TASK:
Identify all lines in the listing that include the word "below", and copy them out.

[[ MATERIAL FOR THE TASK, beginning ]]

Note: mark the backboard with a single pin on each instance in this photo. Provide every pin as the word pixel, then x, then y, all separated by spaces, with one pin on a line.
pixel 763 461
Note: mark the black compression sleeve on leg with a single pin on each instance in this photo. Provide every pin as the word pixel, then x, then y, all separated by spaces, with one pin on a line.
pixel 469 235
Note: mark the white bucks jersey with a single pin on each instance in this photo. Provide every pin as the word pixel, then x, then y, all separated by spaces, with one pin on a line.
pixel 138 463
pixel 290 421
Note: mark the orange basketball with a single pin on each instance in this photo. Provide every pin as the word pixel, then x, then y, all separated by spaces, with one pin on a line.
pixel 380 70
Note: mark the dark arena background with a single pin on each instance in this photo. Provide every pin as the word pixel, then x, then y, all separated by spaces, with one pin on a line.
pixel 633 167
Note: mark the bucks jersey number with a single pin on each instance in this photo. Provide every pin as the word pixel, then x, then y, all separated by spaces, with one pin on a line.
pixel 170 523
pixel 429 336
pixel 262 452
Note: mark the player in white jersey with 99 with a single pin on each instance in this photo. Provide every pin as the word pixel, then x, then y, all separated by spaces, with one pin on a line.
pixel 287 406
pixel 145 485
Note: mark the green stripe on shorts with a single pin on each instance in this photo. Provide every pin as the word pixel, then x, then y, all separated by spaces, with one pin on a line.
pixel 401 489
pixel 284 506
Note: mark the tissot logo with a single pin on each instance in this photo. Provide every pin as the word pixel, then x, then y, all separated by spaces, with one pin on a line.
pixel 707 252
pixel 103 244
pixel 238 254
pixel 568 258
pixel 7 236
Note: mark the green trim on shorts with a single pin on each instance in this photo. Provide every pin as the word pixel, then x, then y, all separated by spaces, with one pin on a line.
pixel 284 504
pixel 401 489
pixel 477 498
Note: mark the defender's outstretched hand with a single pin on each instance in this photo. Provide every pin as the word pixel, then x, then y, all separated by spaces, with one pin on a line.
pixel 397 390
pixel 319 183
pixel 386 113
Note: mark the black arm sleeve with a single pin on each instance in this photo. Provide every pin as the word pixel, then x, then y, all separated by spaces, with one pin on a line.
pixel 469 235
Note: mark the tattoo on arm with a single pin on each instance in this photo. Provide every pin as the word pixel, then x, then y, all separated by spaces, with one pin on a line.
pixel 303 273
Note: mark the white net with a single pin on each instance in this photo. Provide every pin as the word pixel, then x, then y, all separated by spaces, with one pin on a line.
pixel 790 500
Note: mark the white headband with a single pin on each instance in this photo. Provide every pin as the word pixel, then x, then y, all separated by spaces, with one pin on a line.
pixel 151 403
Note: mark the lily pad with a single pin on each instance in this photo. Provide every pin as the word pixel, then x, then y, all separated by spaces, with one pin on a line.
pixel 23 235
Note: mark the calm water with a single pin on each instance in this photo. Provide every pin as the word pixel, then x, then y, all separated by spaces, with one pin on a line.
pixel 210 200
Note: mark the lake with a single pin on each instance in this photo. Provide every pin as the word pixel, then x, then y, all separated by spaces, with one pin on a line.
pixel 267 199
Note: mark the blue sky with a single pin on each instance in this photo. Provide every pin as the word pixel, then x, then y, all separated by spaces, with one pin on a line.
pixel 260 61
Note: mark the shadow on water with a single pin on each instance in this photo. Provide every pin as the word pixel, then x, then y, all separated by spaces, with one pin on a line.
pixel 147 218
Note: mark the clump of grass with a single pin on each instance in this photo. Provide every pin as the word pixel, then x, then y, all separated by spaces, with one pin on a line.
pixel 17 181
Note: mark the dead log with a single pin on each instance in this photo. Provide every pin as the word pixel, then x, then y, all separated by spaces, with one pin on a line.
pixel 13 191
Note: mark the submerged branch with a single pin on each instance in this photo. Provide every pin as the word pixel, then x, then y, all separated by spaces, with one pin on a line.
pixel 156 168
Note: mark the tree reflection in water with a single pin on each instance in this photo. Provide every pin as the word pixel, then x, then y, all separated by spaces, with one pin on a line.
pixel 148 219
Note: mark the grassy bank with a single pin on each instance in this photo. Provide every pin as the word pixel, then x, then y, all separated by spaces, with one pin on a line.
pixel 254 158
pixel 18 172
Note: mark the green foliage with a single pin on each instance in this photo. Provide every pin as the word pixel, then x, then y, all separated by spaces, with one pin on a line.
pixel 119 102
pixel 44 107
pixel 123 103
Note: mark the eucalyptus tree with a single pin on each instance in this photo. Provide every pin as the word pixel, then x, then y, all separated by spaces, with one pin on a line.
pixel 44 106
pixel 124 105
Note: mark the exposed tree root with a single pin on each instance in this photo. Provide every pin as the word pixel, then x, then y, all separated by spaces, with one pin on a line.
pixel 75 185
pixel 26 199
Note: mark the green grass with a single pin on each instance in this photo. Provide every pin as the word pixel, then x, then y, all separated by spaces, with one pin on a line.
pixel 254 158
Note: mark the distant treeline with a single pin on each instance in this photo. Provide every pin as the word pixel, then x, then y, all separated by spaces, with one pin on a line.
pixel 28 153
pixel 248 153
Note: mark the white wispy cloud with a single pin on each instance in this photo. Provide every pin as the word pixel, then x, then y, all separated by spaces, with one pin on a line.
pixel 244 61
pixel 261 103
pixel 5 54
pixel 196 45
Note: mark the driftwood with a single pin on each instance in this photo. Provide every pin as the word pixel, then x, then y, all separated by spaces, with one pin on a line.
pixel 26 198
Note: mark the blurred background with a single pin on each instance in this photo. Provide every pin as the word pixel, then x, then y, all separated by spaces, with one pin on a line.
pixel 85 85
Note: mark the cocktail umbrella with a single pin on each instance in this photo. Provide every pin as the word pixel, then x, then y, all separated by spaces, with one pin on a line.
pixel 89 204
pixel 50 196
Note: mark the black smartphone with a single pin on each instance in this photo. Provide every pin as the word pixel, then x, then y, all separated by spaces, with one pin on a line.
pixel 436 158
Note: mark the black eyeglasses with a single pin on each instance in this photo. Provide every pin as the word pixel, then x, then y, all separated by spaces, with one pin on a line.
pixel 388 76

[[ MATERIAL FOR THE TASK, end ]]
[[ MATERIAL FOR THE TASK, beginning ]]

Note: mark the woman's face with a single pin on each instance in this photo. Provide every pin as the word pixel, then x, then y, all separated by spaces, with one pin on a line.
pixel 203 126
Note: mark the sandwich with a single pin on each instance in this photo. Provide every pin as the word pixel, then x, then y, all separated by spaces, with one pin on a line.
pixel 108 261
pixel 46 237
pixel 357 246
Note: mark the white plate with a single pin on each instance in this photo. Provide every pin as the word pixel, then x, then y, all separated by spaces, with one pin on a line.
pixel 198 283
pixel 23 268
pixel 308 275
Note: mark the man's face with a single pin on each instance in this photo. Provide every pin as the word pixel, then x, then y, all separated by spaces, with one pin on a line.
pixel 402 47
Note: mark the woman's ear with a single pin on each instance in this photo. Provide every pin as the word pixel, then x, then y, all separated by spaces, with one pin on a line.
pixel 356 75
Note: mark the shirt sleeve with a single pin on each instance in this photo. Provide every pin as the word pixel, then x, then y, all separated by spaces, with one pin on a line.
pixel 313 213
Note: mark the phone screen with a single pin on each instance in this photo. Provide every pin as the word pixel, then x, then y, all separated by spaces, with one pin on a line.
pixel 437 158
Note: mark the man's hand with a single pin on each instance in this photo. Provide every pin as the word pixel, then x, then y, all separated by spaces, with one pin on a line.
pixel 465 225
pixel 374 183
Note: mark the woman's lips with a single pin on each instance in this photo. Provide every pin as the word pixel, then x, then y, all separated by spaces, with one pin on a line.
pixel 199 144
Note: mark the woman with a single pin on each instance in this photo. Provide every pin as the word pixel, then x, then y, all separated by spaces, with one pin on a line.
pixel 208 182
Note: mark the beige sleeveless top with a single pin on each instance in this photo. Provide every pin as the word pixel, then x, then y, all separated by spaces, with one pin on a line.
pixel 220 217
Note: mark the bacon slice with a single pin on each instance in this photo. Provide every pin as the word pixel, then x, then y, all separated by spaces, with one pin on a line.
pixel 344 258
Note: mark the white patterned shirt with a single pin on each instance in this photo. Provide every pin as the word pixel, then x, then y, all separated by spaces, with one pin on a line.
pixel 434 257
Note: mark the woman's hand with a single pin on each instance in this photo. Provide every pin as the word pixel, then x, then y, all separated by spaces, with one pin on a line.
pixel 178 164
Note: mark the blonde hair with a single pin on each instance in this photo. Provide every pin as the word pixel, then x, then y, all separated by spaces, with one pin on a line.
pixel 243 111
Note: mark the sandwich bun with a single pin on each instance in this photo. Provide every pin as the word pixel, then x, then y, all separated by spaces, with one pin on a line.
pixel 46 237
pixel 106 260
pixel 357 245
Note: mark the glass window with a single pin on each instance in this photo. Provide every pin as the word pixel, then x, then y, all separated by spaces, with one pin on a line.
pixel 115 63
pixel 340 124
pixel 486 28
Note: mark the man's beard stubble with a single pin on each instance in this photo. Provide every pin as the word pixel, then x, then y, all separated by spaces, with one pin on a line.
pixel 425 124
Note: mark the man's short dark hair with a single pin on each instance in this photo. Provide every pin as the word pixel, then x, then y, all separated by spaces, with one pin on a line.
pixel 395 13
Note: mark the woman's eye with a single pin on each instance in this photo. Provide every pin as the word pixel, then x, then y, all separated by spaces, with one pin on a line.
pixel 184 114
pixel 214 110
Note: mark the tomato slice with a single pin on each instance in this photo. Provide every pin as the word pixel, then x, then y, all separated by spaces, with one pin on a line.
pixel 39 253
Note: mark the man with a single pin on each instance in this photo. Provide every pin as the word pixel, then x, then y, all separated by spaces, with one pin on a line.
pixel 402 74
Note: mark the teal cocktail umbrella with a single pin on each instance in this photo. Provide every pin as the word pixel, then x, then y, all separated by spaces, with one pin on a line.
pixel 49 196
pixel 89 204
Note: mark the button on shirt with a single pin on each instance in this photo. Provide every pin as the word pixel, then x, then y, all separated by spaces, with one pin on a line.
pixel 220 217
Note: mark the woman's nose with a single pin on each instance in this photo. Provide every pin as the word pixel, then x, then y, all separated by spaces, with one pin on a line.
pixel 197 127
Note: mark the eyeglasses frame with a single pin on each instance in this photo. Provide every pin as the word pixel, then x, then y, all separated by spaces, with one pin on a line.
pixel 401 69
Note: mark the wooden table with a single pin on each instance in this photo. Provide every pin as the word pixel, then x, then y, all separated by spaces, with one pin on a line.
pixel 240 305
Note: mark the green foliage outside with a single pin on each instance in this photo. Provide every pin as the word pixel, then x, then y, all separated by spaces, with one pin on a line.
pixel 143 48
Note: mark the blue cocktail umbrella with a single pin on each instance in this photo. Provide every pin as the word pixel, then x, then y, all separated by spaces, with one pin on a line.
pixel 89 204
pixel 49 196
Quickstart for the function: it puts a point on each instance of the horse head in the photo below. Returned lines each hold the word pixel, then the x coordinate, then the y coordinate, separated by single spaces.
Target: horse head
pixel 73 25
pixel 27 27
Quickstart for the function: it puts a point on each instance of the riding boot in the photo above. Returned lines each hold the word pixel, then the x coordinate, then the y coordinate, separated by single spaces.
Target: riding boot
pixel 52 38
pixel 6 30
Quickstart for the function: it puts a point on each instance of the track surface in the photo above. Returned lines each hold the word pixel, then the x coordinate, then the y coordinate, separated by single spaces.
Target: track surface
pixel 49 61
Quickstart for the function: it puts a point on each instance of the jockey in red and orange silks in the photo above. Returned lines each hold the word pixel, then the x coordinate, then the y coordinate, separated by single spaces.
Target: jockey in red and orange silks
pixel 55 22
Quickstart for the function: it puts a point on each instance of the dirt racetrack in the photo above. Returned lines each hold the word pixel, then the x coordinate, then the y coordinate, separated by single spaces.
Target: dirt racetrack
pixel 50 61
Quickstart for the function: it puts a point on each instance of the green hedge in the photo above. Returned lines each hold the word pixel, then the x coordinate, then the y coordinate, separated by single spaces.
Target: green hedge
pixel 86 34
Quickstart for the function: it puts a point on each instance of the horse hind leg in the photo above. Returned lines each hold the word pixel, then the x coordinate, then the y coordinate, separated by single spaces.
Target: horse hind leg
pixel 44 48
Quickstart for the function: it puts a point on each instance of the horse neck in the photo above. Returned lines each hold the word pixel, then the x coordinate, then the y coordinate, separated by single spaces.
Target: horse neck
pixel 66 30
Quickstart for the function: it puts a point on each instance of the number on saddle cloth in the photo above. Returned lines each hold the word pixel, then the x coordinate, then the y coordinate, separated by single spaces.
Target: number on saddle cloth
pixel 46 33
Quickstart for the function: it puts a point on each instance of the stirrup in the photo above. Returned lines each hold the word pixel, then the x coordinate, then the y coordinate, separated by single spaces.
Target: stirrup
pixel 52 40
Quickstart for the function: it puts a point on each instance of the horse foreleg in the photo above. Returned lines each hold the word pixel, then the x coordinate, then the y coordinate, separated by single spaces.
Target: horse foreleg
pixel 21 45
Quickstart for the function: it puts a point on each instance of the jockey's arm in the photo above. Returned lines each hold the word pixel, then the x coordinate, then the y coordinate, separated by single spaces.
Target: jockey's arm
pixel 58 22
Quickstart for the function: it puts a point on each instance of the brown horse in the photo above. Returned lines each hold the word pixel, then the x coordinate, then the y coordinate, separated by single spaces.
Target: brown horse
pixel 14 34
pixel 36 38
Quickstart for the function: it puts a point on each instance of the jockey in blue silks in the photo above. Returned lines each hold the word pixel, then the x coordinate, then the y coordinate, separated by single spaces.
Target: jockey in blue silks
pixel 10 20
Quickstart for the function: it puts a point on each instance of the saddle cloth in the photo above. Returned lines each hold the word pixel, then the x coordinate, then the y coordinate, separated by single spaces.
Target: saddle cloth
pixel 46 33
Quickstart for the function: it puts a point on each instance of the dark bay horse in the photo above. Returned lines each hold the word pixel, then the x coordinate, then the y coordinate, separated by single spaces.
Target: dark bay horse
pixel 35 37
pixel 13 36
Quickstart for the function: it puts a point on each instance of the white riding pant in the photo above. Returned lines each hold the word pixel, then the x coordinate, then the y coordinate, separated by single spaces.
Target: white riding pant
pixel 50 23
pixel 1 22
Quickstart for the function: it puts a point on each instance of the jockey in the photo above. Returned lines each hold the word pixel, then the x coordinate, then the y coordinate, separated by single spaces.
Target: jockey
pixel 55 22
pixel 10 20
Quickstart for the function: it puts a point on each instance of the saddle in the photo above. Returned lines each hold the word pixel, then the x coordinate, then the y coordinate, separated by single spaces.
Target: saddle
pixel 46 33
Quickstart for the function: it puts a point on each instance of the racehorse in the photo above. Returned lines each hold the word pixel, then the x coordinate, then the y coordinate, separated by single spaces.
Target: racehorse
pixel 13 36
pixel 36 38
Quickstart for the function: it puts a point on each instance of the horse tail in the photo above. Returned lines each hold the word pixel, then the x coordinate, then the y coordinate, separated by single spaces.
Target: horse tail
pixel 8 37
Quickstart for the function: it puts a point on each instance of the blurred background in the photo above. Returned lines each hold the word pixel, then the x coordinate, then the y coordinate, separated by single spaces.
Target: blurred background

[[ MATERIAL FOR THE TASK, end ]]
[[ MATERIAL FOR THE TASK, beginning ]]

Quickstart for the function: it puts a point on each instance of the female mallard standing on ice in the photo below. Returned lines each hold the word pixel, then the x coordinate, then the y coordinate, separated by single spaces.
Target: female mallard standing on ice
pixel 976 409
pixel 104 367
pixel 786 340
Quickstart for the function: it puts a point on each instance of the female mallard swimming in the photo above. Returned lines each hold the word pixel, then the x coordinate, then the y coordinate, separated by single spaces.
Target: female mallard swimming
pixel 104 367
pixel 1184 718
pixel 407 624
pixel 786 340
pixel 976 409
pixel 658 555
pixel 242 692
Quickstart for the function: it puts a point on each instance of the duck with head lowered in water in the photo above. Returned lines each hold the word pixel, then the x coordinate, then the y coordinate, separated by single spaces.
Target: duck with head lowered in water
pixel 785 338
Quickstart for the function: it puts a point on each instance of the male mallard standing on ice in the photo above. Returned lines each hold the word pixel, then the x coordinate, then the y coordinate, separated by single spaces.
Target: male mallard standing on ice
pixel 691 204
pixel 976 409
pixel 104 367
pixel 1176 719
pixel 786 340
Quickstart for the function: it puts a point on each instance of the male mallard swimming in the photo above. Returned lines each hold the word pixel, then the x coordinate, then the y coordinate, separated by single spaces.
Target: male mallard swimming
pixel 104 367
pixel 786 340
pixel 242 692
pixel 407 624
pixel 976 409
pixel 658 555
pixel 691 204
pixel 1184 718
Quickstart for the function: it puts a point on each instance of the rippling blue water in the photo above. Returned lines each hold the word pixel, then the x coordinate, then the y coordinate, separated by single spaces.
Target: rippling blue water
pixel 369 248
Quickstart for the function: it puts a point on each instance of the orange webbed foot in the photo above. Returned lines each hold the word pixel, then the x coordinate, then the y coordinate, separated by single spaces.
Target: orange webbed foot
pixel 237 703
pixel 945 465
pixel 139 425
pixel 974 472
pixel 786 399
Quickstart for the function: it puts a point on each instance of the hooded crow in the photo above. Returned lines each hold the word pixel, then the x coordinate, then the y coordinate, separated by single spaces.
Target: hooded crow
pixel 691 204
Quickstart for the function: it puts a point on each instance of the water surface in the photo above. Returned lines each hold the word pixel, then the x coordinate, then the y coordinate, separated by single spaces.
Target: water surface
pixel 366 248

[[ MATERIAL FOR THE TASK, end ]]

ANSWER FOR THIS EXERCISE:
Quickstart for the function: it puts a point on each instance of the horse head in the photo below. Returned lines each hold the word pixel, then the x coordinate, then the y coordinate, separated by single spaces.
Quickstart for the function: it puts a point on each instance of the female mallard standing on ice in the photo below. Returned lines each hold the word pixel, then the x coordinate, then the y coordinate, separated by single spaces.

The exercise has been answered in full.